Entries pointing to named objects:
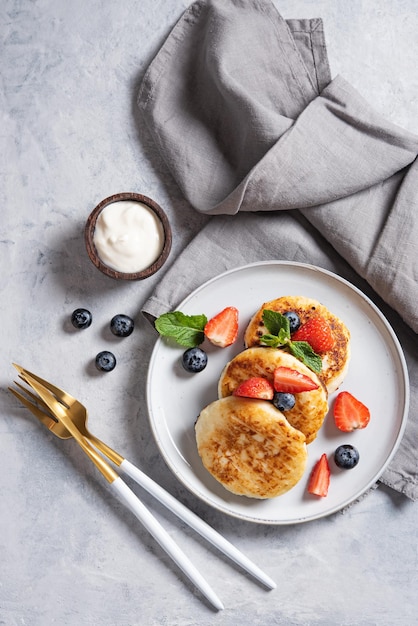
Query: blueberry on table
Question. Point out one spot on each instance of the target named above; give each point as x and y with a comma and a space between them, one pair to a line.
105, 361
346, 456
284, 401
294, 320
81, 318
194, 360
121, 325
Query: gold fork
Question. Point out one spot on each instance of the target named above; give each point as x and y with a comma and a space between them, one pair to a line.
78, 414
121, 489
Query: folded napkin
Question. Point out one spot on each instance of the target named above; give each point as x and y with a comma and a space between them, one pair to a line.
290, 165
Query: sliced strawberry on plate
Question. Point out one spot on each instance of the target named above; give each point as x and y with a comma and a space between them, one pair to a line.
320, 478
350, 413
317, 332
222, 329
288, 380
255, 387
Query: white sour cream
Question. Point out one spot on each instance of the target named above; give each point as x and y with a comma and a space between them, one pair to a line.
128, 236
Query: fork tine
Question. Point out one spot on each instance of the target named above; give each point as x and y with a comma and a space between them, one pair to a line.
37, 401
64, 397
46, 420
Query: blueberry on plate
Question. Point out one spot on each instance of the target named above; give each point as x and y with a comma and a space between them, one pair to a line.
121, 325
284, 401
81, 318
294, 320
105, 361
346, 456
194, 360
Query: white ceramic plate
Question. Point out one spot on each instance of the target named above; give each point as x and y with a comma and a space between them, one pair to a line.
377, 376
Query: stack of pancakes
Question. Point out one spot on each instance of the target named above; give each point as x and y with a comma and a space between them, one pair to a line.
248, 445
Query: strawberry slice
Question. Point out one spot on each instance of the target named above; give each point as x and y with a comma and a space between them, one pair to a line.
255, 387
319, 481
222, 329
350, 413
317, 332
288, 380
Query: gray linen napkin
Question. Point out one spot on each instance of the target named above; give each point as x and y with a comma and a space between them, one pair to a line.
291, 165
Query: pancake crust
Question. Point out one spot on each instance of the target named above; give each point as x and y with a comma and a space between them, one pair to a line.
310, 407
249, 447
334, 362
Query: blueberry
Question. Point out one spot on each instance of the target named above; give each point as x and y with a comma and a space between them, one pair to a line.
105, 361
194, 360
294, 320
346, 456
81, 318
284, 401
121, 325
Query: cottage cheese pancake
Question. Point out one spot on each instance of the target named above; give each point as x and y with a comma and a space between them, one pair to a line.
249, 447
335, 361
310, 407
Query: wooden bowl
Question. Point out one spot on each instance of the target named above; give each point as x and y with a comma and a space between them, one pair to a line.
94, 255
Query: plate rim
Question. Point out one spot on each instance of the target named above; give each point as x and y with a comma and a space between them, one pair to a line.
405, 391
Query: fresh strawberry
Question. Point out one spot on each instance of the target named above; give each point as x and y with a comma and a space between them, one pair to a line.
350, 413
317, 332
288, 380
222, 330
319, 481
256, 387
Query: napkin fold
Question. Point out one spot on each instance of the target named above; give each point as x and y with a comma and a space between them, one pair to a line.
290, 163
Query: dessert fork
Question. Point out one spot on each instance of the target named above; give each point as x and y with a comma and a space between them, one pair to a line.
52, 399
124, 493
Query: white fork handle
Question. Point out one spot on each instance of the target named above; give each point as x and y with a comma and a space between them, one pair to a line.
164, 539
195, 522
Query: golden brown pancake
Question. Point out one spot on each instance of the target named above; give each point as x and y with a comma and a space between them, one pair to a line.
249, 447
310, 407
335, 361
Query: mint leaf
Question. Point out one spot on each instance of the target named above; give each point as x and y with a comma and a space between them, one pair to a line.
279, 337
303, 351
187, 330
276, 323
272, 341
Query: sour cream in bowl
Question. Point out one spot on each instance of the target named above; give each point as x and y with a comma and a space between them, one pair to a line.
128, 236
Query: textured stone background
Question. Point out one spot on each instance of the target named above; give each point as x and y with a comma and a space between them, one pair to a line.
70, 133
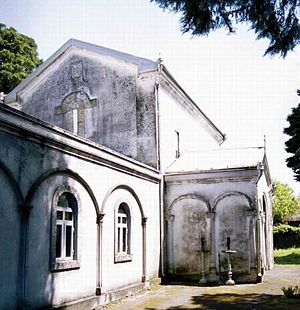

* **Work to do**
Pick out every line in the records above that contains the word "plate", and copy each one in full.

* **The response**
Query: sliced strawberry on plate
Query: blueberry on plate
Query: white ceramic plate
Query: plate rim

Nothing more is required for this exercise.